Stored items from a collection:
☆ ☆ ☆
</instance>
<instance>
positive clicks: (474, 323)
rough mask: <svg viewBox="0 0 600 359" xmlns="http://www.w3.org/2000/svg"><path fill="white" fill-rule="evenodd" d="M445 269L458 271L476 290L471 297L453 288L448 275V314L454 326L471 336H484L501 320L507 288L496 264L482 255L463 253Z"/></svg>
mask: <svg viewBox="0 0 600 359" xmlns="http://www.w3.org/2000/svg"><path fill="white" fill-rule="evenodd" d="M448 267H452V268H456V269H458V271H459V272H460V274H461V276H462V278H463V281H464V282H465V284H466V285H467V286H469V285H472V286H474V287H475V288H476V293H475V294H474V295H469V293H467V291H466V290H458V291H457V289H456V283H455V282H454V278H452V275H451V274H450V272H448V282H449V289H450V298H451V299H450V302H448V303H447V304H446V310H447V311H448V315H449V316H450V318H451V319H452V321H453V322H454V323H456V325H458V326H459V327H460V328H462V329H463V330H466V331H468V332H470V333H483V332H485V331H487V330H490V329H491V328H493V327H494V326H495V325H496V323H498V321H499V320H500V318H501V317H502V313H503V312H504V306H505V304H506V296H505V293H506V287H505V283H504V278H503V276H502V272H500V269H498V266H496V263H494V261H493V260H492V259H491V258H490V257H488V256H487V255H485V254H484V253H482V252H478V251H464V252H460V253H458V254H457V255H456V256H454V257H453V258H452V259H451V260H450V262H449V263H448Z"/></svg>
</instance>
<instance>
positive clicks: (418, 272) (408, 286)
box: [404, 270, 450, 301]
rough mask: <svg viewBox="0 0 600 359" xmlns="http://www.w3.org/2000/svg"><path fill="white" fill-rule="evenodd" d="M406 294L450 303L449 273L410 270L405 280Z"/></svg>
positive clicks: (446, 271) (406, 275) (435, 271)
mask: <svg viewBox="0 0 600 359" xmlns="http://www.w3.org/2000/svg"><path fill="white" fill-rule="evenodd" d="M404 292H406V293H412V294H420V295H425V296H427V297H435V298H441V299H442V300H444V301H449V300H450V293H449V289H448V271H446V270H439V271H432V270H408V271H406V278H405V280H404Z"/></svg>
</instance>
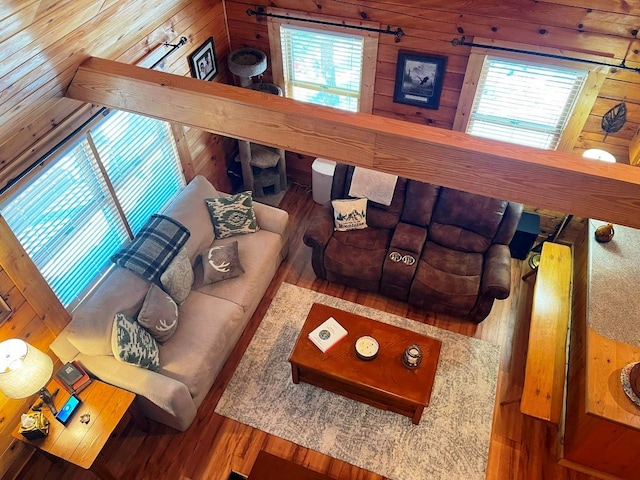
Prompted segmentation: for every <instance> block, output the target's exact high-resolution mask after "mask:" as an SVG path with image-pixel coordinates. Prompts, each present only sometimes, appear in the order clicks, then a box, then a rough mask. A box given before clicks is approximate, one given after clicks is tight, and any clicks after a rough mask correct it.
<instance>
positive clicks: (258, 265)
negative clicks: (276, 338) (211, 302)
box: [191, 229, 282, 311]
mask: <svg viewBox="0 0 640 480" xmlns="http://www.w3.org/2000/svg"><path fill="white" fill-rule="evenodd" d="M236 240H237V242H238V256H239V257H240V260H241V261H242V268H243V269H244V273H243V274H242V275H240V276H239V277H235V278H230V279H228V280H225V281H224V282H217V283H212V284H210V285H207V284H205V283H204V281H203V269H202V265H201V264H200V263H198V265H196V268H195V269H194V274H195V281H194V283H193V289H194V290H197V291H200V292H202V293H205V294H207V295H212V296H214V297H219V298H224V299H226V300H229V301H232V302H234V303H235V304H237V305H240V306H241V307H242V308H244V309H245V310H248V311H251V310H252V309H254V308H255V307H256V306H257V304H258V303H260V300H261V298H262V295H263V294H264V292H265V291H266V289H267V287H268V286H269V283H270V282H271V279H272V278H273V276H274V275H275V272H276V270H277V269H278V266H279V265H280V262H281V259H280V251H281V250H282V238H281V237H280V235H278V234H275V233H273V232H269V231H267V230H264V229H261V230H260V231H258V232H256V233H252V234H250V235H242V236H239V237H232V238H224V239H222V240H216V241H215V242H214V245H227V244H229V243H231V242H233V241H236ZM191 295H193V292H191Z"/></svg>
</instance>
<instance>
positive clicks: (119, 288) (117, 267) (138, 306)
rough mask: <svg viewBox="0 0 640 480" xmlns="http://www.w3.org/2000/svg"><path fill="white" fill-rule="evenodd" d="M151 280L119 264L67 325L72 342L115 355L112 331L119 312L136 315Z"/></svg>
☆ ☆ ☆
[Problem to work on] Exactly as written, give every entry again, but not the pictures.

[Response to this exercise]
</instance>
<instance>
positive clicks: (474, 323)
rough mask: <svg viewBox="0 0 600 359" xmlns="http://www.w3.org/2000/svg"><path fill="white" fill-rule="evenodd" d="M445 269L458 271L476 290L471 297L453 288L448 275V314L454 326L471 336H484L501 320L507 288L496 264L482 255L463 253Z"/></svg>
mask: <svg viewBox="0 0 600 359" xmlns="http://www.w3.org/2000/svg"><path fill="white" fill-rule="evenodd" d="M448 267H452V268H456V269H458V271H459V272H460V274H461V276H462V278H463V281H464V282H465V284H466V285H467V286H469V285H472V286H474V287H475V288H476V293H475V294H474V295H469V293H467V291H466V290H458V291H457V289H456V283H455V282H454V278H452V275H451V274H450V272H448V282H449V289H450V298H451V299H450V302H448V303H447V304H446V310H447V311H448V315H449V316H450V318H451V319H452V321H453V322H454V323H456V325H458V326H459V327H460V328H462V329H463V330H466V331H468V332H470V333H483V332H485V331H487V330H490V329H491V328H493V327H494V326H495V325H496V323H498V321H499V320H500V318H501V317H502V313H503V312H504V306H505V304H506V296H505V293H506V287H505V283H504V278H503V276H502V272H500V269H498V266H496V263H494V261H493V260H492V259H491V258H490V257H488V256H487V255H485V254H484V253H482V252H478V251H464V252H460V253H458V254H457V255H456V256H454V257H453V258H452V259H451V260H450V262H449V263H448Z"/></svg>
</instance>
<instance>
positive clicks: (418, 272) (408, 286)
box: [404, 270, 450, 301]
rough mask: <svg viewBox="0 0 600 359" xmlns="http://www.w3.org/2000/svg"><path fill="white" fill-rule="evenodd" d="M406 294L450 303L449 273L410 270L405 280Z"/></svg>
positive clicks: (446, 271) (406, 275) (435, 271)
mask: <svg viewBox="0 0 600 359" xmlns="http://www.w3.org/2000/svg"><path fill="white" fill-rule="evenodd" d="M404 292H406V293H412V294H420V295H425V296H427V297H435V298H441V299H442V300H444V301H449V300H450V293H449V289H448V271H446V270H439V271H432V270H408V271H406V278H405V280H404Z"/></svg>
</instance>
Prompted segmentation: for every <instance> block, output the target's exact high-resolution mask after "mask:" as an SVG path with image-pixel coordinates. Prompts, each present only sometimes, appear in the order clicks, then a box, then a rough mask. A box given before clicks is approximate, one given after clicks is tight, and any clicks after a rough mask correct it.
<instance>
positive clicks: (258, 265)
negative clicks: (276, 338) (211, 302)
box: [191, 229, 282, 311]
mask: <svg viewBox="0 0 640 480" xmlns="http://www.w3.org/2000/svg"><path fill="white" fill-rule="evenodd" d="M236 240H237V242H238V256H239V257H240V260H241V261H242V268H243V269H244V273H243V274H242V275H240V276H239V277H235V278H230V279H228V280H225V281H224V282H217V283H212V284H210V285H207V284H205V283H204V281H203V269H202V265H201V264H200V263H198V265H196V268H195V269H194V274H195V281H194V283H193V289H194V290H197V291H200V292H202V293H205V294H207V295H212V296H214V297H219V298H224V299H226V300H229V301H232V302H234V303H235V304H237V305H240V306H241V307H242V308H244V309H245V310H248V311H251V310H252V309H254V308H255V307H256V306H257V304H258V303H260V300H261V298H262V295H263V294H264V292H265V291H266V289H267V287H268V286H269V283H270V282H271V279H272V278H273V276H274V275H275V272H276V270H277V269H278V266H279V265H280V262H281V259H280V251H281V250H282V238H281V237H280V235H278V234H275V233H273V232H269V231H267V230H264V229H261V230H260V231H258V232H256V233H252V234H250V235H242V236H239V237H232V238H224V239H222V240H216V241H215V242H214V245H227V244H229V243H231V242H233V241H236ZM191 295H193V292H191Z"/></svg>
</instance>
<instance>
positive clicks: (119, 288) (117, 267) (138, 306)
rough mask: <svg viewBox="0 0 640 480" xmlns="http://www.w3.org/2000/svg"><path fill="white" fill-rule="evenodd" d="M151 280L119 264L67 325L72 342L115 355L112 331L119 312L136 315Z"/></svg>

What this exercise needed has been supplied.